Segment Start: Information provided

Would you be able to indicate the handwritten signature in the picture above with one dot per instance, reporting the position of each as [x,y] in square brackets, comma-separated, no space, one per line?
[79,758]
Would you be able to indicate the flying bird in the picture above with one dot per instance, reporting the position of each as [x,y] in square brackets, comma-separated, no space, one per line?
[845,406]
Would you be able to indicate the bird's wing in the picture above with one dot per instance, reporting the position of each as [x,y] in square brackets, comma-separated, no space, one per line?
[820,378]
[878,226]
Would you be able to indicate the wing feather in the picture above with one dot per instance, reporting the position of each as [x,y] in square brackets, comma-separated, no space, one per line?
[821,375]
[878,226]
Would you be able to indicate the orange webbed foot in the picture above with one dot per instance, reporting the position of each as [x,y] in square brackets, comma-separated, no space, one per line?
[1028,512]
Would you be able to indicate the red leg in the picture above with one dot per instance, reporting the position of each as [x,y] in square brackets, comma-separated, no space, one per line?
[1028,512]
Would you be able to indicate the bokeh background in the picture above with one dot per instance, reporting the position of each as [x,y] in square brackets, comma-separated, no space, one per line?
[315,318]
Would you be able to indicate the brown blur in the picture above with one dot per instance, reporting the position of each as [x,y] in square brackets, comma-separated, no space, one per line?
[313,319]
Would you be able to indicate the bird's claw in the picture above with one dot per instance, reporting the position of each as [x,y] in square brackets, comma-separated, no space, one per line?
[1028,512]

Segment End: Information provided
Segment Start: Information provided

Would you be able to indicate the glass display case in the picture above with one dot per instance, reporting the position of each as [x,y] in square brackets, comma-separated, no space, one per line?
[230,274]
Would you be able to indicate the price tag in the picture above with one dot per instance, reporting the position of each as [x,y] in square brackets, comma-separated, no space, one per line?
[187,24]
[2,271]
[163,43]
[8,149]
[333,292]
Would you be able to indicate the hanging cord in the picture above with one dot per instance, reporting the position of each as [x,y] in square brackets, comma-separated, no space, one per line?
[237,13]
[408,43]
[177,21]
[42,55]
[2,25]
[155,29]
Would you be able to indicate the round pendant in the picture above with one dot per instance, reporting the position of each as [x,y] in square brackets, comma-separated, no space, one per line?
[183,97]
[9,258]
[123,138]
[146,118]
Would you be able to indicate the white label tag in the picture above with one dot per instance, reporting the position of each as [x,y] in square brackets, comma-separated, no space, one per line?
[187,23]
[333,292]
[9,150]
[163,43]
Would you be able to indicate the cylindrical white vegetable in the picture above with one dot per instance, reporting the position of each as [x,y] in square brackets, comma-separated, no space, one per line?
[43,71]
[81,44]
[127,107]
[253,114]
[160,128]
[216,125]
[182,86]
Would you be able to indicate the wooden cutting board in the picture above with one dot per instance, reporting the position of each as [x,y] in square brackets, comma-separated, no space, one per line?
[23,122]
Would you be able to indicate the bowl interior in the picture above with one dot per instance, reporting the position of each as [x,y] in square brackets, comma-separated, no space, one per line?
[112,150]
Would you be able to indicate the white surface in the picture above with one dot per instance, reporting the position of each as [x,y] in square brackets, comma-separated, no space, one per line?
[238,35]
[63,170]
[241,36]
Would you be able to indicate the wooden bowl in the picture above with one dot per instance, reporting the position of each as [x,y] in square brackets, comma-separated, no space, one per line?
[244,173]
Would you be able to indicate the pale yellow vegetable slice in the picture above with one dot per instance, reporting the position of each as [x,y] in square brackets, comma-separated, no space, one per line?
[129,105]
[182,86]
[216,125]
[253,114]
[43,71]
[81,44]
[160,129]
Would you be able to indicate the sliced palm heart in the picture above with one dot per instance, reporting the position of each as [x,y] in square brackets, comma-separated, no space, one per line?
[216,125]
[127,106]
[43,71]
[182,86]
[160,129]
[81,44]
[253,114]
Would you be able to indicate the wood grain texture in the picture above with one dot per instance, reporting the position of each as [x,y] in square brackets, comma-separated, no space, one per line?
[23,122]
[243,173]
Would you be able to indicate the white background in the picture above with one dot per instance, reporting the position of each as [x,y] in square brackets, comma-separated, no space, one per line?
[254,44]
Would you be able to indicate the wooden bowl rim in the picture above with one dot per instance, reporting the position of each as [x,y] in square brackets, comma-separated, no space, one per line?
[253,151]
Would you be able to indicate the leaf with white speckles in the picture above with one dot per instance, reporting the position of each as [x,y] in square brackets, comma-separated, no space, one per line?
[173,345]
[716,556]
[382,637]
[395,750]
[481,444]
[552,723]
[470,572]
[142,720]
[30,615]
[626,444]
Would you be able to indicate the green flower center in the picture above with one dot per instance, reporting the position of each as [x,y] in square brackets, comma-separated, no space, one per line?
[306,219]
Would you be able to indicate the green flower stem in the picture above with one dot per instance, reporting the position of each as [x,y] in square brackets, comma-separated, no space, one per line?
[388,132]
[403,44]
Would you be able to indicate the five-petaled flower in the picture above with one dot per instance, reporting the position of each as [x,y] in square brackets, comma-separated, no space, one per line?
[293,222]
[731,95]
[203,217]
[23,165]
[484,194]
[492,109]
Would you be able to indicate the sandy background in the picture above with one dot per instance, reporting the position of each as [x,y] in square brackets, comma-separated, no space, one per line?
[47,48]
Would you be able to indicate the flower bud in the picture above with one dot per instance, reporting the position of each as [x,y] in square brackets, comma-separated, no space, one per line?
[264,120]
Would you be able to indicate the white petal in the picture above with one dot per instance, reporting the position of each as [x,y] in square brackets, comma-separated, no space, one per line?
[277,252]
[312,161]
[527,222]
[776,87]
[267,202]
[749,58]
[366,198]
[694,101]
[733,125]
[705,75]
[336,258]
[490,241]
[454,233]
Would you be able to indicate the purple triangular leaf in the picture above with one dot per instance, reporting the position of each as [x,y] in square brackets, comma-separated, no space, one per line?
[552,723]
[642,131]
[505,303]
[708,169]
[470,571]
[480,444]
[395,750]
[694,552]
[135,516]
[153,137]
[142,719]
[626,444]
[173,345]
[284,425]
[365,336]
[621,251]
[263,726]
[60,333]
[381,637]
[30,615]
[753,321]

Segment End: Information provided
Segment Start: Information provided

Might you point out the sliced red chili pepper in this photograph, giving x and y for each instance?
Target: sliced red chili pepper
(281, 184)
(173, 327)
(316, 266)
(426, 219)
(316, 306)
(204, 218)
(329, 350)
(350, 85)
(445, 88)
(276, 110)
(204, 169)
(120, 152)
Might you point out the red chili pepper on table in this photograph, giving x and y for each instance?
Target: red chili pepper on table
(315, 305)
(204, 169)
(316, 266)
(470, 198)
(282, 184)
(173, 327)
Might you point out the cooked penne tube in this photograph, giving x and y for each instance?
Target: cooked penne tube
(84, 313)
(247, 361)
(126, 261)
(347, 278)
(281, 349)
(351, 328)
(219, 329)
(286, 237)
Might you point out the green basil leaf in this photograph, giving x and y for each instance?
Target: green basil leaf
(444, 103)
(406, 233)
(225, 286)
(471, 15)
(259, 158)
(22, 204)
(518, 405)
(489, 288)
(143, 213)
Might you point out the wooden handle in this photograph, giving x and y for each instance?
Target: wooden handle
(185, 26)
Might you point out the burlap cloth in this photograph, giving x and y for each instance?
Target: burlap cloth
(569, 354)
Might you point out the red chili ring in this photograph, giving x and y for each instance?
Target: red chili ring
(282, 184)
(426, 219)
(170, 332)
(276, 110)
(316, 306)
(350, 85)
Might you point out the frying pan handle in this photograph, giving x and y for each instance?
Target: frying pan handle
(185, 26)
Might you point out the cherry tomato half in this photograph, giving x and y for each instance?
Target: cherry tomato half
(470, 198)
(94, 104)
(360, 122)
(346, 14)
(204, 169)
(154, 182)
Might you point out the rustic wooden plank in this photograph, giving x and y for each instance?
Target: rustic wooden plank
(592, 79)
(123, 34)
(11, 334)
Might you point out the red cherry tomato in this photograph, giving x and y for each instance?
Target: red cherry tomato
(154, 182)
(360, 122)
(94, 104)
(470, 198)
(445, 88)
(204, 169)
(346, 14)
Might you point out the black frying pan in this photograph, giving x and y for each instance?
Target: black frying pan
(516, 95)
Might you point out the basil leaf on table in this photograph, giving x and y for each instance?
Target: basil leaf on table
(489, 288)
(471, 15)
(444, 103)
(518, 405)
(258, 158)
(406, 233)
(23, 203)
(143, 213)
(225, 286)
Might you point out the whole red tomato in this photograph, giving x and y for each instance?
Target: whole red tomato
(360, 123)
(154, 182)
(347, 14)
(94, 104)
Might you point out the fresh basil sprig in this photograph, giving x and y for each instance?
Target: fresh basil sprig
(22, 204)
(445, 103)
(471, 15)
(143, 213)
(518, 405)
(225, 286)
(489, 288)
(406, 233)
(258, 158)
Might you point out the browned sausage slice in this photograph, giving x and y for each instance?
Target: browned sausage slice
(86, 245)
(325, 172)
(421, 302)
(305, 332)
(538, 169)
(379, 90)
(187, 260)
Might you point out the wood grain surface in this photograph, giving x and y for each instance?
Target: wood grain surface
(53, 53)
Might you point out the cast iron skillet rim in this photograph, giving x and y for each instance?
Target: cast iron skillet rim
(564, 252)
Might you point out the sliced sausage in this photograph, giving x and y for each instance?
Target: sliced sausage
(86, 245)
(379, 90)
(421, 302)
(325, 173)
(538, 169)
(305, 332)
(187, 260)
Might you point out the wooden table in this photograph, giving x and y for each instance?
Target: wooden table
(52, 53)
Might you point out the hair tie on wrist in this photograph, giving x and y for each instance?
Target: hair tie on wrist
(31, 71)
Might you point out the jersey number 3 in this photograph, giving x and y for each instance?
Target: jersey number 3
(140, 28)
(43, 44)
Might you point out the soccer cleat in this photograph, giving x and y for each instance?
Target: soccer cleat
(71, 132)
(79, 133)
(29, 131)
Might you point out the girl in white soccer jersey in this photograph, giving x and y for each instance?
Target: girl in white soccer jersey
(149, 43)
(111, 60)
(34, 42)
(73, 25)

Segment End: Information provided

## Required action
Please copy the lines in the records above between the one holding "Might you point out the black" and the one holding "Might you point out the soccer", inclusive, exactly and with no other line.

## Completed exercise
Might you point out the black frying pan in this photograph, giving x and y for each instance?
Target: black frying pan
(516, 95)
Might you point out the basil leaf on table in this photograph, giving x and y for each instance?
Target: basil leaf on table
(489, 288)
(471, 15)
(444, 103)
(518, 405)
(258, 158)
(406, 233)
(23, 203)
(143, 213)
(225, 286)
Might you point out the whole red tomato in this photograph, giving x and y for each instance?
Target: whole red tomato
(360, 123)
(154, 182)
(347, 14)
(94, 104)
Might you point out the fresh basil sprig in this photograph, giving x and y for each instance?
Target: fresh basil sprig
(22, 204)
(445, 103)
(471, 15)
(143, 213)
(518, 405)
(225, 286)
(489, 288)
(406, 233)
(258, 158)
Might you point out the browned sausage slice in this photograph, giving x and y for each instance?
Target: browned sausage slice
(86, 245)
(325, 172)
(421, 302)
(305, 332)
(538, 169)
(379, 90)
(187, 260)
Might you point out the wood grain surface in this photograph, giving x and y for each instance?
Target: wood grain surface
(53, 53)
Might you point out the cast iron skillet rim in this photograph, giving x and y for each instance?
Target: cast iron skillet rim
(564, 252)
Might you point out the sliced sausage in this photograph, giving x and y for each instance?
Target: sliced sausage
(86, 245)
(379, 90)
(421, 302)
(325, 173)
(538, 169)
(305, 332)
(187, 260)
Might you point out the wooden table in this photograph, giving x and y for each instance?
Target: wooden table
(52, 53)
Might you point out the hair tie on wrist in this photograph, giving x and y for each instance?
Target: hair tie on wrist
(31, 71)
Might you point out the jersey number 3 in this photograph, giving x and y for each instance?
Target: jersey number 3
(140, 28)
(43, 44)
Might you point out the soccer cleat in this photograph, giving x and y for each instance?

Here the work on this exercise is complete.